#### Dataset excerpts:
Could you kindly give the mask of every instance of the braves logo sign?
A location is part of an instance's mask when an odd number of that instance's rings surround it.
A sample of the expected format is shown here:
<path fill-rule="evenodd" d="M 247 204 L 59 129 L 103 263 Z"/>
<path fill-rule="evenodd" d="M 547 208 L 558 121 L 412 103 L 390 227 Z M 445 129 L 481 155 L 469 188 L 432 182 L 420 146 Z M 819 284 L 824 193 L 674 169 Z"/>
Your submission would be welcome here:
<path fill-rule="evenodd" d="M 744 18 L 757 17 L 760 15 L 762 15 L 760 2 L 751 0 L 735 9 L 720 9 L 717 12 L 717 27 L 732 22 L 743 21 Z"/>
==
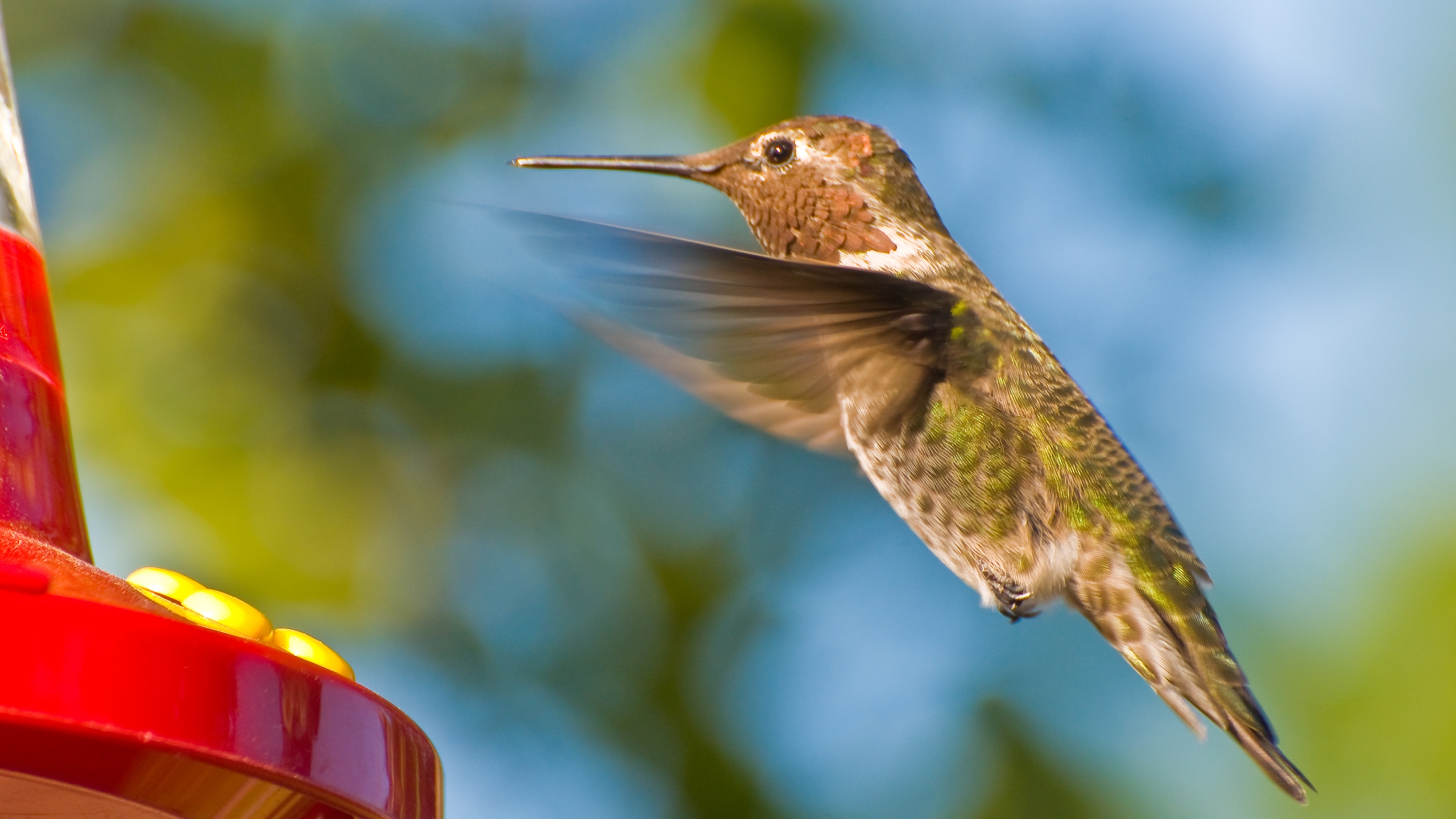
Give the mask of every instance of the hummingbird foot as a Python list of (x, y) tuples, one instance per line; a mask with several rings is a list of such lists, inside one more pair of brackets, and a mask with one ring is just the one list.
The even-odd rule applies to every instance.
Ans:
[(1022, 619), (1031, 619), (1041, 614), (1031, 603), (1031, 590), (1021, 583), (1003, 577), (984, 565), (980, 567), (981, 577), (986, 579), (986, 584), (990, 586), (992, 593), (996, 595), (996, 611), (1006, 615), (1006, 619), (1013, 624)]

#### Problem description:
Rewrite the lines between the one containing "Could you kindly" and the one containing "744 18 L 757", inclusive, with "braves logo sign" replaced by "baseball logo sign" and everything else left unchanged.

#### Completed task:
Could you kindly give the mask of every instance of the baseball logo sign?
A location is part of an instance's mask when an odd number of that instance's rings surround it.
A sample of the expected format is shown here:
<path fill-rule="evenodd" d="M 247 204 L 59 129 L 103 263 Z"/>
<path fill-rule="evenodd" d="M 547 208 L 558 121 L 412 103 L 390 227 Z M 445 129 L 481 155 L 469 188 L 432 182 L 420 146 Z M 819 284 L 824 193 L 674 169 Z"/>
Your submission would be welcome here:
<path fill-rule="evenodd" d="M 744 18 L 757 17 L 760 15 L 762 15 L 760 2 L 751 0 L 735 9 L 720 9 L 717 12 L 717 27 L 732 22 L 743 21 Z"/>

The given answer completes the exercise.